■ What this task involves:
Copying nothing before it, reproduce the line that holds "of the rider's" and every line after it in the data, exactly.

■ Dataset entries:

▽

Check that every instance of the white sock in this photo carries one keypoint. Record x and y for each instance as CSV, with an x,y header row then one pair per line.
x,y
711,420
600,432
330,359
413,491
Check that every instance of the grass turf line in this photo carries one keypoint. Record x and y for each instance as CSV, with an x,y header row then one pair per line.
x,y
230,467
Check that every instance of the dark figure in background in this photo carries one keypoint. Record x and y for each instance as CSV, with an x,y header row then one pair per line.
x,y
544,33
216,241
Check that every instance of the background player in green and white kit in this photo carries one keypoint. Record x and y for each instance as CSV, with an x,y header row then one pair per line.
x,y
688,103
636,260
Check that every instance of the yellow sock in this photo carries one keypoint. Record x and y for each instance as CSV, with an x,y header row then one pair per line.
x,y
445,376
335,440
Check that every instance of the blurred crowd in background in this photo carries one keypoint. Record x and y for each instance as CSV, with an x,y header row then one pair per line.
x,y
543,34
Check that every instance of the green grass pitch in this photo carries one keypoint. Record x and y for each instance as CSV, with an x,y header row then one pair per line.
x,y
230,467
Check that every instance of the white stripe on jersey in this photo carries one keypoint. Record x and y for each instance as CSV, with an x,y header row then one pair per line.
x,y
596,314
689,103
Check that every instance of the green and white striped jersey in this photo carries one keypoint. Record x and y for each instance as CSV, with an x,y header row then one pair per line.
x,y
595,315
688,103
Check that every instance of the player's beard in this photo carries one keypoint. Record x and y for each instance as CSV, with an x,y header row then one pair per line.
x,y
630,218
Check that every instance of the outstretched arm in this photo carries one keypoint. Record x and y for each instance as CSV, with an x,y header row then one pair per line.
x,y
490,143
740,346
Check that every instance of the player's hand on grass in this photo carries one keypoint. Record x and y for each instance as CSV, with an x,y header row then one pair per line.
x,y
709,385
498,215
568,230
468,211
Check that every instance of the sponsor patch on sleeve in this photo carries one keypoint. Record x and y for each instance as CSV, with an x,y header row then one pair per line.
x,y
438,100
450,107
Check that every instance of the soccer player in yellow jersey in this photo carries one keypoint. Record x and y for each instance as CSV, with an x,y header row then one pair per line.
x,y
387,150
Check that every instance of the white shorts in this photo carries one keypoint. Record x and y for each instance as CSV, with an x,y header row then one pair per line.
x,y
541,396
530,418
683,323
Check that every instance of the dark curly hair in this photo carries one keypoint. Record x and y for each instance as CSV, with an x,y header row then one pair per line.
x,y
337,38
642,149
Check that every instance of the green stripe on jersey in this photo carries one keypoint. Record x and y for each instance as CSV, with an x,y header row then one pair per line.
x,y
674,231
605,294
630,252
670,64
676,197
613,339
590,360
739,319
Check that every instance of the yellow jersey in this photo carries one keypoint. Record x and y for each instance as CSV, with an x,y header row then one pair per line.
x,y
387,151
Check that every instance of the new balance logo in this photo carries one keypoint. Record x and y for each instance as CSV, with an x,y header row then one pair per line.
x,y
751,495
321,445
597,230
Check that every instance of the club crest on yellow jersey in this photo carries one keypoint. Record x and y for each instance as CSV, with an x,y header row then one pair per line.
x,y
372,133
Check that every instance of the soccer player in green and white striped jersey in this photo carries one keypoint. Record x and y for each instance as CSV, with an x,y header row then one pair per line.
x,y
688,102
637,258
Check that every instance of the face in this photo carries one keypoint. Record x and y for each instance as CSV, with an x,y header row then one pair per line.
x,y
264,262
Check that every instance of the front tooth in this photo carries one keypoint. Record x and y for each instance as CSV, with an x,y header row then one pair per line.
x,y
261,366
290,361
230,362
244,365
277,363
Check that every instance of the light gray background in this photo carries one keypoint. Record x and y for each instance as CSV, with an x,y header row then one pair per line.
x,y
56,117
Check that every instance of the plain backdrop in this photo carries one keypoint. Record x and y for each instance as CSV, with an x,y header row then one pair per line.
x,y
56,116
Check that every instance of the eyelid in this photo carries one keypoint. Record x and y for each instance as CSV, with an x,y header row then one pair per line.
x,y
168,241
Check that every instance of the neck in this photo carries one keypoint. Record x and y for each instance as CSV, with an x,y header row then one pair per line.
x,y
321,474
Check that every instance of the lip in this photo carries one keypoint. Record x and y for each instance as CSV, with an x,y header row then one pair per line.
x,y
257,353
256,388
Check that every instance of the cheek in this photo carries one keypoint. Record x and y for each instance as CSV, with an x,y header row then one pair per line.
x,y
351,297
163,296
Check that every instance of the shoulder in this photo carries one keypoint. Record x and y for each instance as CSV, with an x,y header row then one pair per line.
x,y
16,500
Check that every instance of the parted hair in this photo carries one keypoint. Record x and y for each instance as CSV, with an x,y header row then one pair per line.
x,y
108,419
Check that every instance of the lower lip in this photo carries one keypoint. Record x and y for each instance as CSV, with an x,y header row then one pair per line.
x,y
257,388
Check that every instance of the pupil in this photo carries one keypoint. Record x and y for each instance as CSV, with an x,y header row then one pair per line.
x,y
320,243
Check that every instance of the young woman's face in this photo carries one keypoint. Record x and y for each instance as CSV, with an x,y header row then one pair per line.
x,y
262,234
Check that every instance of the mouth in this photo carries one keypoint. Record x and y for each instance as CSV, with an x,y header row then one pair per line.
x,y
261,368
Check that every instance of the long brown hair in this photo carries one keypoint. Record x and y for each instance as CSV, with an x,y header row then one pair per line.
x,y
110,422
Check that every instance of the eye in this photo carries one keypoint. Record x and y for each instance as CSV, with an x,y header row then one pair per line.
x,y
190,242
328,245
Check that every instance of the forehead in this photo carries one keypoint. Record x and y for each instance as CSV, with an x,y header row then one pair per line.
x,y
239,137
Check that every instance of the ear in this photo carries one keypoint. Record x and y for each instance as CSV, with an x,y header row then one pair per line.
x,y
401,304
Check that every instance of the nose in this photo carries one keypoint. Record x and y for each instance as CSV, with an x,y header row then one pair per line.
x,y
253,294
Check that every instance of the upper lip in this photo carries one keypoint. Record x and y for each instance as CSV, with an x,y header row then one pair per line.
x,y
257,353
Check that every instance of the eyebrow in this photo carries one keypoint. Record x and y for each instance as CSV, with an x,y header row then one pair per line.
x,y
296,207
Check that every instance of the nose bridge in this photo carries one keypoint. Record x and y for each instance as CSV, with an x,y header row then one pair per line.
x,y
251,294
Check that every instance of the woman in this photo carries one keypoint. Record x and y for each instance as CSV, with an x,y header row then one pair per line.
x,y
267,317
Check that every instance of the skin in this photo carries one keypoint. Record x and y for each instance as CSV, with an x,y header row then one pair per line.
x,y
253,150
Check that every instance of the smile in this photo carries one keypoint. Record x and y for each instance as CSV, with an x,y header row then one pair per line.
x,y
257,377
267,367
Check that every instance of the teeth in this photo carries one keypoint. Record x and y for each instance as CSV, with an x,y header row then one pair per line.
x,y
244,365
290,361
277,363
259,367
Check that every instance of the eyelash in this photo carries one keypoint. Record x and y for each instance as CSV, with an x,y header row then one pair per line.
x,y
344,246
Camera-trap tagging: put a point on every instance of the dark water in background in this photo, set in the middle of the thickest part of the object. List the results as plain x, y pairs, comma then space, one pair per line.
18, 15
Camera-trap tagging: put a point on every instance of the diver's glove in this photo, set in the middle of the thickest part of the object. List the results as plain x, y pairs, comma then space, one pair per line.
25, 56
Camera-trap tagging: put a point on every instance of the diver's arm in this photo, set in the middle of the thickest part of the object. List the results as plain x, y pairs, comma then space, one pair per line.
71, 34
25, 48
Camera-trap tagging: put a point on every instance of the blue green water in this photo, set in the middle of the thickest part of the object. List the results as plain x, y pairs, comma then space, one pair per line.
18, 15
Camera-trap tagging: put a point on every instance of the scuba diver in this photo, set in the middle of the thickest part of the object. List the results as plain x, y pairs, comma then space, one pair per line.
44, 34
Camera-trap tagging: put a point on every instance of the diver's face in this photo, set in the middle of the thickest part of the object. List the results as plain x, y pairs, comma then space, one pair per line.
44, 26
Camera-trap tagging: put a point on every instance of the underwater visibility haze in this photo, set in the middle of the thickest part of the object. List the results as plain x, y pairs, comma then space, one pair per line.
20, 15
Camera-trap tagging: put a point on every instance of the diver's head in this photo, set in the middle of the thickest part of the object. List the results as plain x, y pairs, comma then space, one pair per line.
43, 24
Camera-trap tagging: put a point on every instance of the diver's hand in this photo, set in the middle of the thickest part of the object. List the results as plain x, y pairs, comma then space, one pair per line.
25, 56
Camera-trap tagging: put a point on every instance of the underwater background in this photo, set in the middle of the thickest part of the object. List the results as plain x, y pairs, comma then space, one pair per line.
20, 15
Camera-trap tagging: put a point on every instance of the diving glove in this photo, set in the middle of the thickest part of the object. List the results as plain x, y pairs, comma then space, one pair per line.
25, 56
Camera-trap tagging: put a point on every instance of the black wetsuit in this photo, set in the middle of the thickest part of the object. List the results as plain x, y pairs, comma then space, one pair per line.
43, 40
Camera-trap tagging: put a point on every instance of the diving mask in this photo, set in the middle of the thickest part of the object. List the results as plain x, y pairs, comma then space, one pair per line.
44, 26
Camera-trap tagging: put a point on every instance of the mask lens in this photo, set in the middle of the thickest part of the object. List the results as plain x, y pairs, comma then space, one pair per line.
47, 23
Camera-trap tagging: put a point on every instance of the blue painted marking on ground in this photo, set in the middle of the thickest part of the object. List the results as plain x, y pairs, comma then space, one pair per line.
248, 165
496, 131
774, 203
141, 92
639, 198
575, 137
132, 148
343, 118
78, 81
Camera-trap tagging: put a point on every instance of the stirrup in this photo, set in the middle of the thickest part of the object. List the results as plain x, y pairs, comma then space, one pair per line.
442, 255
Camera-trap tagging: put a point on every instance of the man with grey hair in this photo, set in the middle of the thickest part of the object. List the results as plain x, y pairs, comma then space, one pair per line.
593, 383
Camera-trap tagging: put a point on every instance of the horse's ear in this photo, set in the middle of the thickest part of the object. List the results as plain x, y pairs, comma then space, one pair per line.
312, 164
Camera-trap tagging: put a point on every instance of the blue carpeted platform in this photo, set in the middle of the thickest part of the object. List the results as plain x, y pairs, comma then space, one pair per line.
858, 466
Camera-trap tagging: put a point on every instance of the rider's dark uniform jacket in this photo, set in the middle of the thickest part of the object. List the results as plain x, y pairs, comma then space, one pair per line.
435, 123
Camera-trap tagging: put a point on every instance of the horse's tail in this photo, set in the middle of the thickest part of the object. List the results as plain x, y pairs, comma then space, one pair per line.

△

■ Completed task:
Camera-trap tagging: put a point on every instance of the rider's dark uniform jacket in this photo, set in the middle of the thickest part of the object. List the results as plain x, y pairs, comma then space, one pair per line.
435, 123
Camera-trap tagging: put a point on every instance of the horse's tail in this photo, set in the middle of the thickest part of the object. List the results as plain x, y pairs, comma then space, one pair per line.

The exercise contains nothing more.